◆ EXERCISE DESCRIPTION ◆
Could you filter the records below and return each line that holds "growing"?

- - -

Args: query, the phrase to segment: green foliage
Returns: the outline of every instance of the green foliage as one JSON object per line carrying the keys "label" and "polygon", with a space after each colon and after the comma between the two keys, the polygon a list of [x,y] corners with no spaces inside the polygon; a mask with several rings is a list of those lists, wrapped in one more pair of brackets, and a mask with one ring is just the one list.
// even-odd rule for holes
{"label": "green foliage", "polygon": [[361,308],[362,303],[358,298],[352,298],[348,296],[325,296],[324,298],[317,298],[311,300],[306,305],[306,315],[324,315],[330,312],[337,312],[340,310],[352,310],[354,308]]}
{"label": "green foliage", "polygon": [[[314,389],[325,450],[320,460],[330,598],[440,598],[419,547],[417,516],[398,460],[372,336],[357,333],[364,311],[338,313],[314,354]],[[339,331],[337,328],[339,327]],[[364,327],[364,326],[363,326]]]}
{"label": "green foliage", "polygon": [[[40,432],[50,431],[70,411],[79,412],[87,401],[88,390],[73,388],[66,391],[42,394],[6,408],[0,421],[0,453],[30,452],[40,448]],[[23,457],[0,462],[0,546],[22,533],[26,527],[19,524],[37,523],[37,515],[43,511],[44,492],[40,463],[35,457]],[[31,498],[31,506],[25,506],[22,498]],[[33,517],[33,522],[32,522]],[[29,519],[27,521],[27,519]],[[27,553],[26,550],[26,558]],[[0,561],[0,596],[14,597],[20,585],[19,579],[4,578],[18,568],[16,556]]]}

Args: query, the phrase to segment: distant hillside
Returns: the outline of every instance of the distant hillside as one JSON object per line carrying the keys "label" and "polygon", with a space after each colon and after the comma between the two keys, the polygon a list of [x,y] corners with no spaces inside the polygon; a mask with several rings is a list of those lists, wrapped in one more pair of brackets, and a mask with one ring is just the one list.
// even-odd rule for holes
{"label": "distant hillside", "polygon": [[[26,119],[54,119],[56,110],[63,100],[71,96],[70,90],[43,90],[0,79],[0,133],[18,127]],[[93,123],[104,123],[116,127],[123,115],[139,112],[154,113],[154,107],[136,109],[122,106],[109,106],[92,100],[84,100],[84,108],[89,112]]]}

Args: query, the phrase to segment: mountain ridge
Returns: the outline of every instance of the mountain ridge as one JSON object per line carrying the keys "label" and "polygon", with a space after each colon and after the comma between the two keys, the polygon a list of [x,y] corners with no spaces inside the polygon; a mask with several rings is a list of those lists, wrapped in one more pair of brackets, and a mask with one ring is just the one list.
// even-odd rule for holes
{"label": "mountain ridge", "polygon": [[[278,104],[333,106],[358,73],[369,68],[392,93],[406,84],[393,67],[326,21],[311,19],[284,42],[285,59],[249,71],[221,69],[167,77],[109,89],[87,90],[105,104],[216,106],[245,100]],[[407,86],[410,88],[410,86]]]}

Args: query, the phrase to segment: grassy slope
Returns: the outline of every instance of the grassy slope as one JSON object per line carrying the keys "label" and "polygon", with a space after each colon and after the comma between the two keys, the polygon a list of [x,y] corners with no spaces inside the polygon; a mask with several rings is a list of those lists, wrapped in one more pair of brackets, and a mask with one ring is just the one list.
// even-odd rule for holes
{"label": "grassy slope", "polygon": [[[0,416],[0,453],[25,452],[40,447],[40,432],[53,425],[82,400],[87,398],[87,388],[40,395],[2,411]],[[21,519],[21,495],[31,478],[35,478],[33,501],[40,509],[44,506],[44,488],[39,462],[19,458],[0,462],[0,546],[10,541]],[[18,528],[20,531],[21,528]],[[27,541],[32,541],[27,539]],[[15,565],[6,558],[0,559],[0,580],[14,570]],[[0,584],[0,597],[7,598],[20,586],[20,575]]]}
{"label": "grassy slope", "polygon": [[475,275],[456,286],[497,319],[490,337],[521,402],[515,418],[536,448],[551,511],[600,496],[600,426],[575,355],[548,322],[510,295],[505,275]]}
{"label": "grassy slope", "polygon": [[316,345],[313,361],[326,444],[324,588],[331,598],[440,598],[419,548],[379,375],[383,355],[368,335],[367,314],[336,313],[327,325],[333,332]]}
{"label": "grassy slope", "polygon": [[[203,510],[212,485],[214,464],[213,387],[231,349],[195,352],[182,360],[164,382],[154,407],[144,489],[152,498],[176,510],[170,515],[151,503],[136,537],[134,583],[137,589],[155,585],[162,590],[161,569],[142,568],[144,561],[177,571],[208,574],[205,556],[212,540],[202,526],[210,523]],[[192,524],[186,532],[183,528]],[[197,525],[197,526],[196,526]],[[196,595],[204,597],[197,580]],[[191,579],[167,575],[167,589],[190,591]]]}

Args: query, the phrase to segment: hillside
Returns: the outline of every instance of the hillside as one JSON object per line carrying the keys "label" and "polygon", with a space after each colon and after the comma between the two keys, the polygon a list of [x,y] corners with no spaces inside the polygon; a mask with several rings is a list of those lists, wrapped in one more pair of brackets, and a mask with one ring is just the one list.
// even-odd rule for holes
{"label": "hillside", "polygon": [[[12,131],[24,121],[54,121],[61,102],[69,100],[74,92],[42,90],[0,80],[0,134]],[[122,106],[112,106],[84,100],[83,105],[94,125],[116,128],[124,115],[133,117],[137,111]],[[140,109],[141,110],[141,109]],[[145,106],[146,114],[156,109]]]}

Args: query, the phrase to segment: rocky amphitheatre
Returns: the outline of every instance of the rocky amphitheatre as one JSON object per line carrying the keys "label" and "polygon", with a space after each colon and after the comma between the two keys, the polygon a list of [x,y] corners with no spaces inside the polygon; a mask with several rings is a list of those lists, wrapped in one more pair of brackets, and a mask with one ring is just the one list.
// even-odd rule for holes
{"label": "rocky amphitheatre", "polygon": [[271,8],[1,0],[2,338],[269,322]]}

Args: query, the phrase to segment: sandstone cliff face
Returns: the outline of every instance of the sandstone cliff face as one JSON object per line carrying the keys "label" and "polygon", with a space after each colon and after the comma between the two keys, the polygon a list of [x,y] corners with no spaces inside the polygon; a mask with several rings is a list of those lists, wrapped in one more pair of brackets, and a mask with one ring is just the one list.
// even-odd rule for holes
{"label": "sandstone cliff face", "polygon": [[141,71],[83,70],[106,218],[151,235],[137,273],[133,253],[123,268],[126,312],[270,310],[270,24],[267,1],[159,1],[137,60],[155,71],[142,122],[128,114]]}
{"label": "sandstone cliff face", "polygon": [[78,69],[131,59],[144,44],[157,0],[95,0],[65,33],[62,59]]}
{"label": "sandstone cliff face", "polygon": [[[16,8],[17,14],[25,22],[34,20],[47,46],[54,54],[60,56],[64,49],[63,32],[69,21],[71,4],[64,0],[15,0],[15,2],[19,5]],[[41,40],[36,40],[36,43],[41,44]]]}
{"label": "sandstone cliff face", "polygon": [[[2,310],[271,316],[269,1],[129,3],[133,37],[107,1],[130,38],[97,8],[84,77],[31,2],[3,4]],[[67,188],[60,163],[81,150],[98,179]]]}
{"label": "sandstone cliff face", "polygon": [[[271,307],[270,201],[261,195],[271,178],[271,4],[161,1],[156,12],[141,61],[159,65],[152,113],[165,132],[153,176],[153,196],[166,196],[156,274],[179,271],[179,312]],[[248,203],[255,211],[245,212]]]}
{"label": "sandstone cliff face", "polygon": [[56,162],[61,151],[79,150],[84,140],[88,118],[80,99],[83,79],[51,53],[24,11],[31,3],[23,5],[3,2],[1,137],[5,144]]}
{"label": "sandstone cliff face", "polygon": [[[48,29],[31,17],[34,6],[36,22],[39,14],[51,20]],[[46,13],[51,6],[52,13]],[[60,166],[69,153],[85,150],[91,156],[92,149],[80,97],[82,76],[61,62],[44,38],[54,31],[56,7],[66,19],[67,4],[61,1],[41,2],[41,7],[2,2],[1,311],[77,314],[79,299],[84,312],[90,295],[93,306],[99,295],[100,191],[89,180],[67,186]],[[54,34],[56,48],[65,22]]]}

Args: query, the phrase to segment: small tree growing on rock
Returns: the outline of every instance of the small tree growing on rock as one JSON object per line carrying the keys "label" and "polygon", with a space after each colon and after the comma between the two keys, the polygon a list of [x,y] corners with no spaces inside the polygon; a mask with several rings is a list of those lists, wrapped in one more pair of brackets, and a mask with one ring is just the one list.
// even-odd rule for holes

- - -

◆ TASK OUTPUT ◆
Args: query, the phrase to segment: small tree growing on rock
Returns: the outline of every instance of the small tree growing on rock as one JSON object per line carrying the keys "label" and "polygon", with a space after each colon and after the comma between the two keys, the polygon a list of [x,y] corners with no spaces inside the polygon; a mask with several rings is a list of those lists, wrapped in one more pair of brackets, and a mask with one ring is just the one list.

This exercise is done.